:: Provided material
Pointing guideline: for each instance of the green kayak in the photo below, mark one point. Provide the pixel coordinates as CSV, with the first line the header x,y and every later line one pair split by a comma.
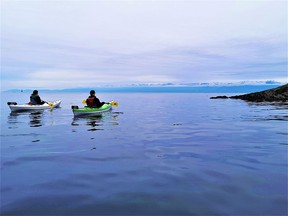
x,y
87,111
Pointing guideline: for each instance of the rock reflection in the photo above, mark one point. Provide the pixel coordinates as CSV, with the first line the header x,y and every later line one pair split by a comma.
x,y
36,119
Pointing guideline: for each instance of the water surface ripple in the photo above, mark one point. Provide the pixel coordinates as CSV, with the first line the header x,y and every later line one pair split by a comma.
x,y
156,154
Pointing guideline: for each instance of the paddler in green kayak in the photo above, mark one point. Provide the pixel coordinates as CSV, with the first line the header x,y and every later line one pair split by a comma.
x,y
92,101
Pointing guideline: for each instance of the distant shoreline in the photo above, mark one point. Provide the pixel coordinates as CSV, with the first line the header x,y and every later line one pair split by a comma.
x,y
164,89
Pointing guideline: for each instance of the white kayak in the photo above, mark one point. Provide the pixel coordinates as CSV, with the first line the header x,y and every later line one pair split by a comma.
x,y
27,107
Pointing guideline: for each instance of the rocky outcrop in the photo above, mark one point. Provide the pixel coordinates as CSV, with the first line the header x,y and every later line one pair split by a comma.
x,y
271,95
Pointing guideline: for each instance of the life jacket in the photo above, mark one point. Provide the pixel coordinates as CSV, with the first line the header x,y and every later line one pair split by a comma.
x,y
33,99
90,102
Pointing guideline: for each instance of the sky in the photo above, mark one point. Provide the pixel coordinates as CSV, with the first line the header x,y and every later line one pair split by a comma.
x,y
58,44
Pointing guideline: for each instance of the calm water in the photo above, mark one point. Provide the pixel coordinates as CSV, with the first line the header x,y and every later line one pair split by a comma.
x,y
155,154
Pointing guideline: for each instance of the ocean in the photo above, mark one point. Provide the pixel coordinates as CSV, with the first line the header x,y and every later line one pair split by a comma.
x,y
154,154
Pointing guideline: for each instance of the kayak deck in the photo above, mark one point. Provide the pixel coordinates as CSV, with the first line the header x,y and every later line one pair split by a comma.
x,y
88,111
27,107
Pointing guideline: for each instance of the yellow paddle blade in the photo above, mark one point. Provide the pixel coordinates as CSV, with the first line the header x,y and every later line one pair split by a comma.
x,y
114,103
51,105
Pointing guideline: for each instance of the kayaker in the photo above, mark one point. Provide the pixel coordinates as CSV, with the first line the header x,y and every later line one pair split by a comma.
x,y
93,101
35,98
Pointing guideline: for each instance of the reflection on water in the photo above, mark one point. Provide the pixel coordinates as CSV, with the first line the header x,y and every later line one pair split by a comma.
x,y
35,119
97,122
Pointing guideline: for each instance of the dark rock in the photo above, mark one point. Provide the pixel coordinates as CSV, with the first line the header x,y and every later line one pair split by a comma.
x,y
271,95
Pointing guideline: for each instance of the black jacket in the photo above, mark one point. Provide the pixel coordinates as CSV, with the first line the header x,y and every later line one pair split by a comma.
x,y
35,99
93,101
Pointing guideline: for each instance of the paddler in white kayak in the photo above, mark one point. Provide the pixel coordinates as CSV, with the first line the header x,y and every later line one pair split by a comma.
x,y
35,99
92,101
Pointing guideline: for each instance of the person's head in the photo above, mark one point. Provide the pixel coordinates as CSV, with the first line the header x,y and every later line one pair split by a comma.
x,y
92,92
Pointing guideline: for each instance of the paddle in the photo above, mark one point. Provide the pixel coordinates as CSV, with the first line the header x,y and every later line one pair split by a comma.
x,y
50,104
112,103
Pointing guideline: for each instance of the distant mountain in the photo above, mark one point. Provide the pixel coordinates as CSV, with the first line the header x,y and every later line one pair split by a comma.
x,y
275,94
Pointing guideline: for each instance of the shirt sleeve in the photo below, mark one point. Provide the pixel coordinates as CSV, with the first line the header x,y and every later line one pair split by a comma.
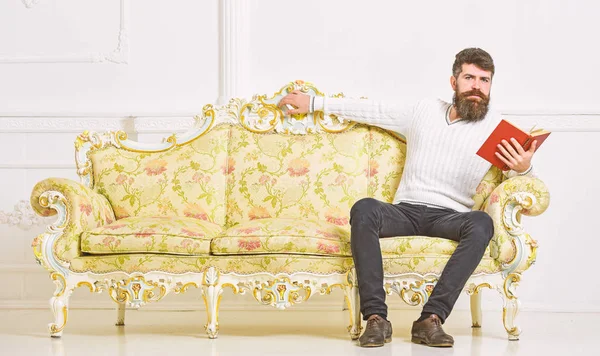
x,y
390,116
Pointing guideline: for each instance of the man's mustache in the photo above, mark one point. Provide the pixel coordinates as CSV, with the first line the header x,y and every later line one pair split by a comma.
x,y
474,92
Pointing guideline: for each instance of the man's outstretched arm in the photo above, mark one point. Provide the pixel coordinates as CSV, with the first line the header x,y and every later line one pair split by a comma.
x,y
393,117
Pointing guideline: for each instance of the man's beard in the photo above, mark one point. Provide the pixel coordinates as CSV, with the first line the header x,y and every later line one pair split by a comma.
x,y
468,109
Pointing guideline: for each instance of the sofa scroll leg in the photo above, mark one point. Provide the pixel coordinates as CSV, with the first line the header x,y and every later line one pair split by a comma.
x,y
121,314
59,304
353,302
476,314
511,305
211,292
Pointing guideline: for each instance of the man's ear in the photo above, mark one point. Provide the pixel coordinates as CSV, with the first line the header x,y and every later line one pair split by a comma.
x,y
453,82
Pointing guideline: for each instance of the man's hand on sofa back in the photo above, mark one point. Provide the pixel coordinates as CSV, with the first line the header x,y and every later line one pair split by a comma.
x,y
301,103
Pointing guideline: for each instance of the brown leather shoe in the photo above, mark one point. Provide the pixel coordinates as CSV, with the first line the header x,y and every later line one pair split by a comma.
x,y
430,333
377,332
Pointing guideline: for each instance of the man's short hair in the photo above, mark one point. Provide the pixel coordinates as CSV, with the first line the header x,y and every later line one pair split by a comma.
x,y
476,56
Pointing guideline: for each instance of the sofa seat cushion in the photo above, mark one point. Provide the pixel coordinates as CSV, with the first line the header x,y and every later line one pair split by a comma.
x,y
419,245
283,235
163,235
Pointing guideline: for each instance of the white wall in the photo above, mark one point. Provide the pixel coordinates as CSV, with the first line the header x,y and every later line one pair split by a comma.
::::
**Problem to work on**
Retype the entries word for word. Omit any images.

**Problem solution**
Pointing guideline: for each instance of the green kayak in the photo below, mark one point. Provide the pixel coordinates as CSV, with the first line the header x,y and every later line one pair split by a comma.
x,y
87,111
Pointing guideline: for each instance of the rock reflection in the photo above, mark one point. Provide the pixel coordinates as CSV, with the first line the header x,y and every later line one pair split by a comma.
x,y
36,119
Pointing guideline: for each instance of the water surface ripple in the photo above, mark one point. Provide the pixel coordinates as CSV, with the first line the header x,y and every later line one pair split by a comma.
x,y
156,154
Pointing guideline: for each instance of the paddler in green kayak in the photo above, mark one point. Provide the pixel coordinates as CSV, with the first line the header x,y and every later line one pair split by a comma.
x,y
92,101
Pointing guideline: for each instance of the distant shoreline in the photo above, mark one point. Provide the pixel coordinates as CSV, with the first line the header x,y and every later line one pair split by a comma.
x,y
164,89
Pointing guideline: for each instance of the white kayak in the photo above, mark one point. Provide the pixel coordinates as CSV, with the first line the header x,y and every later line one pair split by a comma.
x,y
27,107
Pointing guideline: for each instance of the rocky outcrop in the photo above, mark one point. Provide the pixel coordinates as CSV, with the first line the header x,y and every later line one pair split by a comma.
x,y
271,95
Pointing guideline: for each instance of the life jacket in the photo above, mark one point. Provide the pixel coordinates as CSV, with the first line the header x,y and every later line one pair split by a comma.
x,y
33,99
90,102
Pointing guideline: for each instance of the sky in the photo above, mark one point. Provide the pixel coordinates as CSV, with the first line the header x,y and every later line one pair split by a comma.
x,y
58,44
Pointing guideline: for each instance of the calm water in the photo above, mark one point. Provide the pixel coordinates as CSV, with the first line the header x,y and every later line one pair split by a comma.
x,y
155,154
Pointing guideline: for each instance of the ocean in the photo above, mark one point. Provide the pixel coordinates as CSV, with the first line the header x,y and every later line one pair split by a comma.
x,y
154,154
Pointing guideline: for each instance of the kayak deck in the photo above, mark one point. Provide the pixel coordinates as CSV, with the first line the header x,y and every later line one pair split by a comma.
x,y
88,111
27,107
Pointing guideline: for each instance of the yellow paddle blade in the photo above, mark one point. Provide the pixel coordinates as CSV, with the first line the header x,y and every later line one pair split by a comma.
x,y
114,103
51,105
Pointing guideline: for each instance of the kayaker in the photo above, mark one point. Provide the pixel coordinates as CSV, with the first line the header x,y and every later line one pair split by a comma.
x,y
93,101
35,98
Pointing guideline: for each instance of the reflection on water in the photo above, mark one point. Provide the pixel coordinates as CSV, with the first line the header x,y and every later line one pair split by a comma.
x,y
35,119
97,122
Pointing guideline: for each instance of the dark rock in the photo above, mark one point. Provide the pixel coordinates as CSV, with the first line the header x,y and every later line one pair split by a comma.
x,y
271,95
Pointing guideline: for each instance of the black jacket in the photo above, mark one point. Provide the pixel coordinates as CSV, with the first line the header x,y and every later line one pair split by a comma.
x,y
35,99
93,101
Pointing guideline: for each instance of the paddler in white kayak in the photo above, mark one point. Provide the pixel coordinates as CSV, with the first line the header x,y and every later line one pair split by a comma.
x,y
35,99
92,101
Pointing guideline: for each instance of the person's head in the photo above, mark one point. Provide the pixel coordinates as CSV, with the first line the header x,y and every later line one pair split by a comma.
x,y
92,92
Pointing guideline: for each instance of the paddle in the photo above, mark one point. Provide the pixel coordinates as CSV, with the first line the header x,y and every later line one pair split by a comma.
x,y
50,104
112,103
Pointing guideline: for each instance of the distant mountain in the photo above, mark one point. Provide the pixel coordinates as CSV, with the first line the header x,y and every later line one pair split by a comma.
x,y
275,94
Pointing guideline: for each instance of the shirt sleeve in the photo below, mark one point. Provide the pixel coordinates as CSV, with the first line the header x,y and every later line one pair split by a comma.
x,y
390,116
Pointing guideline: for each instance of the man's mustache in the photo above, mark one point. Provide the pixel coordinates as CSV, with the first line the header x,y and every later line one pair split by a comma.
x,y
474,92
Pointing guideline: for each instance of the man's outstretched arm in the photo above, mark one point. Provide the pixel coordinates as CSV, with the first line the header x,y and every later line one pair split by a comma.
x,y
393,117
Pointing guideline: for each instance of the man's beard in the photo above, mark one point. Provide the pixel coordinates as CSV, with the first line the header x,y and every later line one pair split by a comma.
x,y
468,109
Pointing guideline: for each instance of the sofa scroll leg in the photo above, mark one point. Provide the pixel coordinates as CSV, with the first line the header x,y and every later line one pair split by a comma.
x,y
121,314
59,304
353,302
476,314
511,305
211,292
Pointing guideline: for each instance of the man's ear in the photo above, mark one point. Provide the pixel coordinates as CSV, with the first line the header x,y and every later line one pair split by a comma.
x,y
453,82
Pointing guideline: for each instance of the man's hand on sofa back in the photo above, mark one point. Provide the pixel coordinates as CSV, with the first line the header x,y and every later line one pair split by a comma.
x,y
301,103
Pointing guideline: for each instance of the brown leather shoe in the photo above, mark one point. Provide the pixel coordinates as CSV, with the first line the header x,y and every later line one pair split by a comma.
x,y
430,333
377,332
Pointing guideline: for each instance of the man's short hair in the photo above, mark one point. Provide the pixel coordinates as CSV, with the first line the header x,y and every later line one pair split by a comma.
x,y
476,56
Pointing guideline: for each instance of the sofa seat cushion in the photo above, mark one point. Provide the pixel coordinates as CSV, with the first line the header x,y and every later line one pair split by a comma.
x,y
419,245
283,235
163,235
Pointing guideline: for each instance of the white wall in the photo above, mark one point. Provide the pixel coordinates as CSV, with the first line the header x,y and every later line one pair split by a comma.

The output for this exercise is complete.